Texto>
>>>

Crime Ambiental

Indígenas e pescadores: vidas tomadas pela lama, respostas da Samarco "em análise"

Atingidos continuam aguardando reparação da empresa responsável pela contaminação da bacia do rio Doce

Brasil de Fato | São Paulo (SP) |
Tupiniquins de Aracruz/Divulgação
Tupiniquins de Aracruz/Divulgação - Protesto indígena na porta da empresa Vale, em Vitória (ES), relembra pior crime ambiental da história do país

Um grupo de indígenas do povo tupiniquim de Aracruz, na foz da bacia do rio Doce, realizaram um protesto na tarde desta quinta-feira (6), em Vitória (ES), bloqueando a portaria da empresa transnacional Vale/BHP Billiton, dona da Samarco. O objetivo do bloqueio é exigir o pagamento imediato da indenização dos atingidos pelo vazamento de rejeitos de mineração ocorrido em 5 de novembro de 2015. O crime ambiental impactou as cidades às margens da bacia do Rio Doce e também a atividade pesqueira em alto mar, no Espirito Santo. 

A Fundação Renova, instituição criada em março do ano seguinte para reparar os danos, afirmou ao Brasil de Fato que o trabalho ainda está em fase de "análise", "mapeamento" e "lançamento de campanha" para comunidades indígenas, artesãos e pescadores.

De acordo com o atingido Douglas Silva, o crime ambiental afetou a organização social, a espiritualidade e a cultura dos indígenas. A Renova, segundo ele, não atende às necessidades dessa população.

“Eles estão enrolando, estão empurrando com a barriga. Só que o nosso povo é bem fechado. É bem unido. Se for reivindicar, a gente reivindica assim, pressionando quem tem que pressionar, quem cometeu o crime. A Renova é só uma maquiagem”, diz.

As praias ao longo do leito dos rios e a pesca farta desapareceram. “É a natureza que não retorna mais em três anos. Não tão cedo teremos o que é nosso de volta”, acrescenta Silva.

<<<

Extrato de dados>

>>>

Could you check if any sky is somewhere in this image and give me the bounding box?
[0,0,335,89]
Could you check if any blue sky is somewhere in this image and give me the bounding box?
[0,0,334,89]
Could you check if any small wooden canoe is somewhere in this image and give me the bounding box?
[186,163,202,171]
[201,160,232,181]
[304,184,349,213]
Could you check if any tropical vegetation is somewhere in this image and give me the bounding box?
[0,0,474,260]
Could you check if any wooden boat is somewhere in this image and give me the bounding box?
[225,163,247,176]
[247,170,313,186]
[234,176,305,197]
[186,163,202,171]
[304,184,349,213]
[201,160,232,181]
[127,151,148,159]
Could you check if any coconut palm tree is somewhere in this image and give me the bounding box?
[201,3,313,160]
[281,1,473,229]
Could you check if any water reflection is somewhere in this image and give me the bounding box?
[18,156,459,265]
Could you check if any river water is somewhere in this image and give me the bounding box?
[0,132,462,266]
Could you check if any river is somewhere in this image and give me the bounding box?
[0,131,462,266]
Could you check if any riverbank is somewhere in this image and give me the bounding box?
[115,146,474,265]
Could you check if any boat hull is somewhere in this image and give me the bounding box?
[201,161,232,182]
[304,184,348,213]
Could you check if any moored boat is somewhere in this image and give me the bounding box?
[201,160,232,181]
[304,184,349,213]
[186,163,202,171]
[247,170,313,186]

<<<

Instruções>
1 > Segundo a reportagem sobre o crime ambiental no rio Doce, em que data ocorreu o vazamento de rejeitos de mineração?
2 > Dê a continuação da reportagem sobre o crime ambiental no rio Doce, a partir do ponto em que ela termina.

Respostas por tarefa>
1 > Em 5 de novembro de 2015.

2 >
Modo de vida de pescadores destruído

Os rejeitos de mineração da Samarco continuam impactando a vida de trabalhadores por toda a bacia do rio Doce e indo além. Os pescadores de camarão em alto mar do litoral do Espírito Santo perderam mais da metade da renda e tiveram que dobrar os esforços para continuar pescando.

É o que explica o Braz Clarindo Filho, vice-presidente do sindicato dos pescadores autônomos do Espírito Santo.

“Eles mataram o mangue. E ‘matou o mangue’ acabou a vida no mar. Toda a fauna: camarão, pescadinha, camarão branco depende do rio. A desova é no manguezal e sai para o mar. Agora acabou”, disse Clarindo.

Antes do crime ambiental, os pescadores iam pescar camarão a 40 km do litoral e conseguiam pescar entre 200 kg e 300 kg. Agora, os barcos precisam se afastar mais de 150 km da costa e mal conseguem 50 kg.

A qualidade do pescado, segundo Clarindo, diminui também. O quilo do camarão sete barbas da região, que era vendido por R$ 15 ou R$ 16, agora sai por R$ 8.

Sem ajuda

Passados mais de três anos do crime ambiental, os moradores do município de São Mateus não receberam o ressarcimento necessário da empresa Samarco ou da Fundação Renova, que deveria ser um cartão para despesas emergenciais e uma indenização, como denuncia Cláudia Monteiro Teixeira de Oliveira, presidente da associação do moradores de Barra Nova do Sul, região onde fica a ilha de pescadores de São Mateus.

“Eu fiz uma listagem dentro da minha comunidade e deu 125 pessoas que foram impactadas, mas só 12 pessoas receberam a indenização e só alguns, o cartão de ajuda. Os que não receberam nada precisam pagar o pão de cada dia", disse Cláudia.

A presidente da associação conta que faz três meses que nenhum representante da Fundação Renova aparece na comunidade para mapear as famílias atingidas.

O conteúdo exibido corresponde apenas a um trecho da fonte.